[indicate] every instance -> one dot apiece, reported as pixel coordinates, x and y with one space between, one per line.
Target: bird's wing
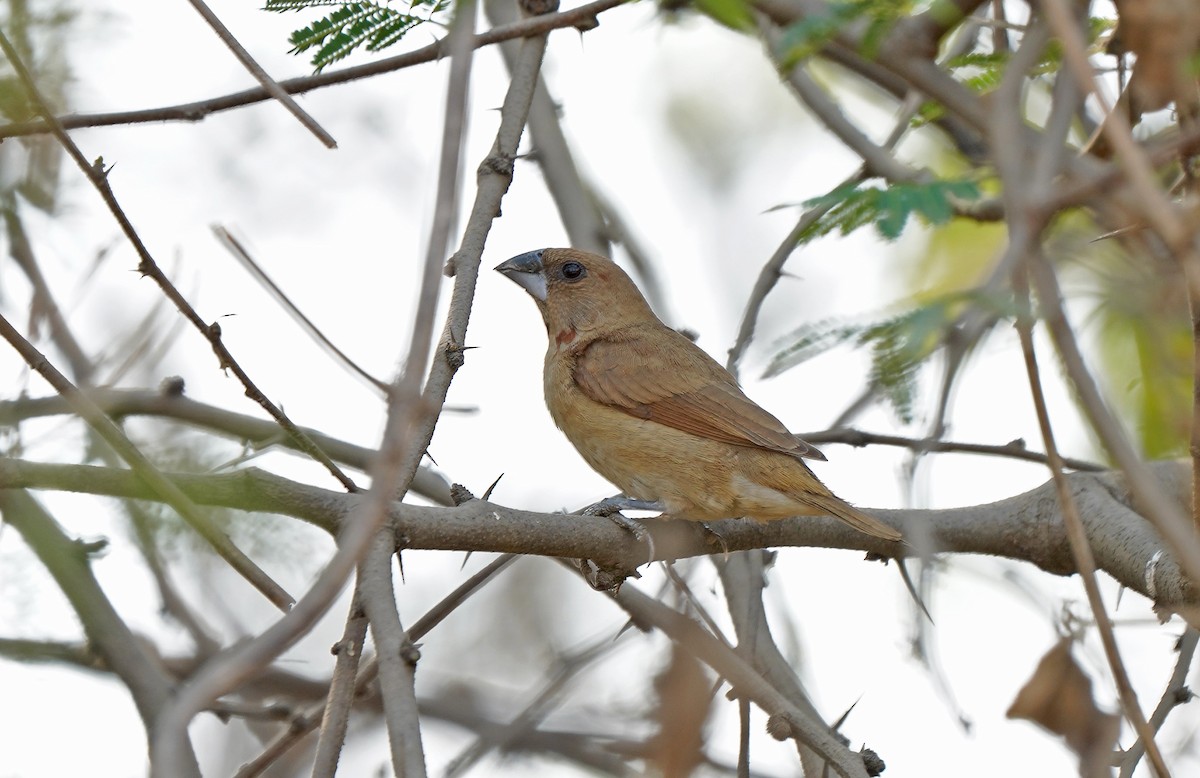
664 377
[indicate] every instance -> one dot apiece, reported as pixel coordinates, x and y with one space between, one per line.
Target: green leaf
352 25
899 345
732 13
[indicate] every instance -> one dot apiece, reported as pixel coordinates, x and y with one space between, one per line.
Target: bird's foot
612 504
714 538
611 508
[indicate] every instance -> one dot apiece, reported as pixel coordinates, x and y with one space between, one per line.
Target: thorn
487 492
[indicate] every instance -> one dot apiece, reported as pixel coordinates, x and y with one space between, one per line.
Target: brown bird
653 413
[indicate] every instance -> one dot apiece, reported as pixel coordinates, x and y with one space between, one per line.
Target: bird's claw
715 538
635 528
611 507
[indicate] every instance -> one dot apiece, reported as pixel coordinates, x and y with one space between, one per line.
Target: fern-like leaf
857 204
352 25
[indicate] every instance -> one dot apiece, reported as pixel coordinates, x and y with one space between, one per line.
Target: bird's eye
574 271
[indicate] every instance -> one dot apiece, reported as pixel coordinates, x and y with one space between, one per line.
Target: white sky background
343 233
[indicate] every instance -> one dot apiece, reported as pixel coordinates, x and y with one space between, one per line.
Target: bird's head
577 292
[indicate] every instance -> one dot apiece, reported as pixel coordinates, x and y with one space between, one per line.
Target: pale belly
695 478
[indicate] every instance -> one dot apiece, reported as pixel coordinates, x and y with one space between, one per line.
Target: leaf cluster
899 345
857 204
810 34
353 25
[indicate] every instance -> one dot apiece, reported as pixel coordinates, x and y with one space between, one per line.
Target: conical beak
527 271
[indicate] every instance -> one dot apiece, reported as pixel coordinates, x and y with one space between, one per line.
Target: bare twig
271 87
396 658
1026 527
99 178
1084 560
1164 515
310 718
1013 449
241 255
107 634
583 16
1155 205
786 720
1176 693
335 716
169 405
145 470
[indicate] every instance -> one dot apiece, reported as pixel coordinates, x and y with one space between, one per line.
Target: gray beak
527 271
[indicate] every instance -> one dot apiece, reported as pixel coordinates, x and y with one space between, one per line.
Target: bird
653 413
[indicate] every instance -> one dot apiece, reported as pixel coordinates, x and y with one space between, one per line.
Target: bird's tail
853 516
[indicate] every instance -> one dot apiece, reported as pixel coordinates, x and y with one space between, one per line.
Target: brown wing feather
677 384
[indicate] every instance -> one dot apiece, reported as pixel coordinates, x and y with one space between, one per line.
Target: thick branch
1026 527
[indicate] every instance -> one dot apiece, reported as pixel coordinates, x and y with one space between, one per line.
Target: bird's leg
621 502
714 536
611 508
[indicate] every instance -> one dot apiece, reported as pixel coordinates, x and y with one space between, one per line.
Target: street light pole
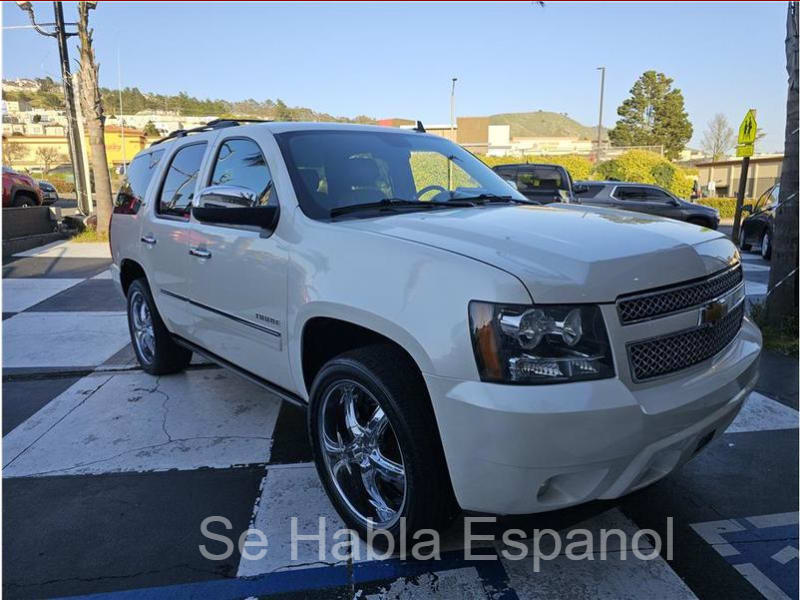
452 131
453 110
73 135
600 119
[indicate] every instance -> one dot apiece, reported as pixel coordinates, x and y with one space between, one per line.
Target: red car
19 190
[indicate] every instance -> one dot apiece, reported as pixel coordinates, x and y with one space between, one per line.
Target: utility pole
600 120
452 131
73 135
453 110
121 120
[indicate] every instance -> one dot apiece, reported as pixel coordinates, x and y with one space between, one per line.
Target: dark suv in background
645 198
757 227
542 183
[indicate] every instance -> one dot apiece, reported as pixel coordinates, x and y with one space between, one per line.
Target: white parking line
760 413
63 339
22 293
135 422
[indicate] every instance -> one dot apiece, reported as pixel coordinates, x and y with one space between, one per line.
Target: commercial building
764 172
31 159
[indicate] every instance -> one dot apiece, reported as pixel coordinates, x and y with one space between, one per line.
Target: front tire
157 352
376 445
766 245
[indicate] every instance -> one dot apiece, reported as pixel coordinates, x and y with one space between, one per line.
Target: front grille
652 304
673 352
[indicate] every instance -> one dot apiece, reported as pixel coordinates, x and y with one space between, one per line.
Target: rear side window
591 191
180 182
137 179
240 162
541 179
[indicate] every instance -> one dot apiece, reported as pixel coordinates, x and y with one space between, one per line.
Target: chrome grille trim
666 354
660 303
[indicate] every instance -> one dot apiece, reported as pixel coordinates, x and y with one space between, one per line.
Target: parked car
757 227
19 189
541 183
49 192
645 198
453 343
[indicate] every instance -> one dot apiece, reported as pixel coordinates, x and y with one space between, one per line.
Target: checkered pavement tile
109 473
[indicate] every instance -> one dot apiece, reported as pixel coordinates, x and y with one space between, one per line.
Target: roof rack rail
210 126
━━━━━━━━━━━━━━━━━━━━
[Directions]
Please set down each entry word for word, without its images.

[Expected answer]
[indicate] every instance -> one dot apiece, reported as pixel coordinates, x and y with one space between, one per line.
Target: bird's wing
664 377
[indicate] every instance -> one dot apiece, reported as pixel coordinates, x and y with one space between, one per line.
Target: green leaf
352 25
899 345
732 13
[indicate] every instance -> one dot apiece, reported as pixel coordinates, x and y with one space between, one per line.
Target: bird's foot
612 504
714 538
611 508
[indicate] every instance -> one dot apiece, reported as pixel coordinates, x and y with one space between, one per line.
Target: thorn
487 492
[indicate] every instance -> one dot apiece, reported as pixel coordinates, x and y with one space between, one per line.
Target: brown bird
653 413
[indicate] every instance -> one dot apiece, reported as pixel coordinates, x and y with one space between, one per line.
Target: bird's claw
715 538
635 528
611 507
[indicate] every instance -> one dot apiece, reported as pixel coordinates, x and y with one space between, one per line.
Target: fern-like leaf
857 204
352 25
[indicate] every instance -> one dot apiece, reported as pixel coordinates, x and y with one space between, one per line.
Target: bird's eye
574 271
[indicate] every instance -> one dot apiece, reported as pixel coordinates, x and y with one space between, one per line.
Target: white sky background
343 233
[indicate] every instance -> one dot apiece, reported as pixel coordinates, x and y with one space between, one per line.
Target: bird's head
577 292
[indicate] every instance -> one dot apiece, reported as pixel coordinates, x and y with one space between, one per line.
Target: pale belly
695 478
[indicate] every instance -> one dot apiece, reported as pixel coordinates, x and y with one space between, one per line.
Target: leaf cluster
899 345
857 204
810 34
353 25
[indicate] every instance -> one dot apiece, reported as pixel coordinates, x and y with one space between, one per line.
Target: conical beak
527 271
[indicate] every instance -> one dot apiece, reported as pixel coordinates, x and y with one space between, one per line.
Target: bare twig
271 87
396 658
1026 527
99 178
1084 560
1164 515
310 718
1013 449
241 255
107 634
583 16
1155 205
786 720
1176 693
335 716
169 405
145 470
[indicate] every instance -> one dot apiece, reported as pixel coordinates, x and y with one space between, one per line.
Target: gray beak
527 271
[indicate] every instance -> one dot apiece, reported as pixel coordinates, x and y with one space between, one per line.
Target: bird
653 413
[indicate] every instance -> one dot apiece, reported as pixel coordinates, x and y with one space between, one per line.
Target: bird's tail
853 516
[indicate] every instance -> one dot apiece, reported as pixel coordinates, x and y with one space between, one per line.
Target: brown wing feather
677 384
[indicate] every instance -> one dot apiece, reported as pixel coordinates, x and y with one space between, one per line.
Target: thick branch
1026 527
[indicate] every instance -> one dot apiece, reported as pixel coordinates, x and y with one space between, one per line.
Target: bird's leg
621 502
714 536
611 508
[indicate] every instance -> one dot apiece, reported as pixel coordinates, x and y with one space between, one per line.
Target: street light pole
452 131
453 110
73 135
600 119
[indicate] every instance -> one dot apiece, reported as pixel coordinates, x and y with one space between, one per line.
Target: red car
19 190
[indicate] every instance -> one dot apiece, reported as pixel coordinates, x and y with one space between, one per line.
Target: utility pole
600 120
452 131
73 135
453 110
121 120
[indicate] every instance -> one dot apiece, reported as pixel coordinates, x and y with one space between, one per line.
Target: dark suv in background
645 198
757 227
542 183
[indicate] every instance -> one dot apiece, reported as pixel coordinates, x and y with one space between, one per line.
Target: white parking line
760 413
63 339
22 293
135 422
[indicate] every instance -> one dot apiece, reported as pixel coordinates, x and y with one space between, one per line.
Target: commercial building
764 172
31 159
[indicate] every instance -> one dot apiece, reported as pixel coordinates, x and y with one space between, one per line.
Target: front tire
157 352
376 445
766 245
[indicate] every instance -> one dot apiece, reported as pixel coordinates, x and y with one space between, one per line.
Target: front grille
652 304
673 352
[indicate] every instance -> one dot apiece, reported as pixel coordinates, x and y with one space between, one per line.
Target: rear side window
591 191
180 182
137 179
240 162
541 179
[indicate] every instance -> one dot apiece, reported as pixel coordinates, x and y with one space between, one per line.
Target: chrome grille trim
666 354
660 303
[indicate] every instance -> one dot apiece, reported as pixel coordinates, x and y with one space between, one per line.
Target: parked car
757 227
19 189
541 183
49 192
645 198
453 343
[indicate] every instance -> one dot apiece, reported as pixel coordinates, x and y with one space between, one per line.
Target: checkered pavement tile
109 473
[indicate] every instance -> one dot apiece, reported as pixel coordinates, x and y with one space between, one per line.
Target: roof rack rail
210 126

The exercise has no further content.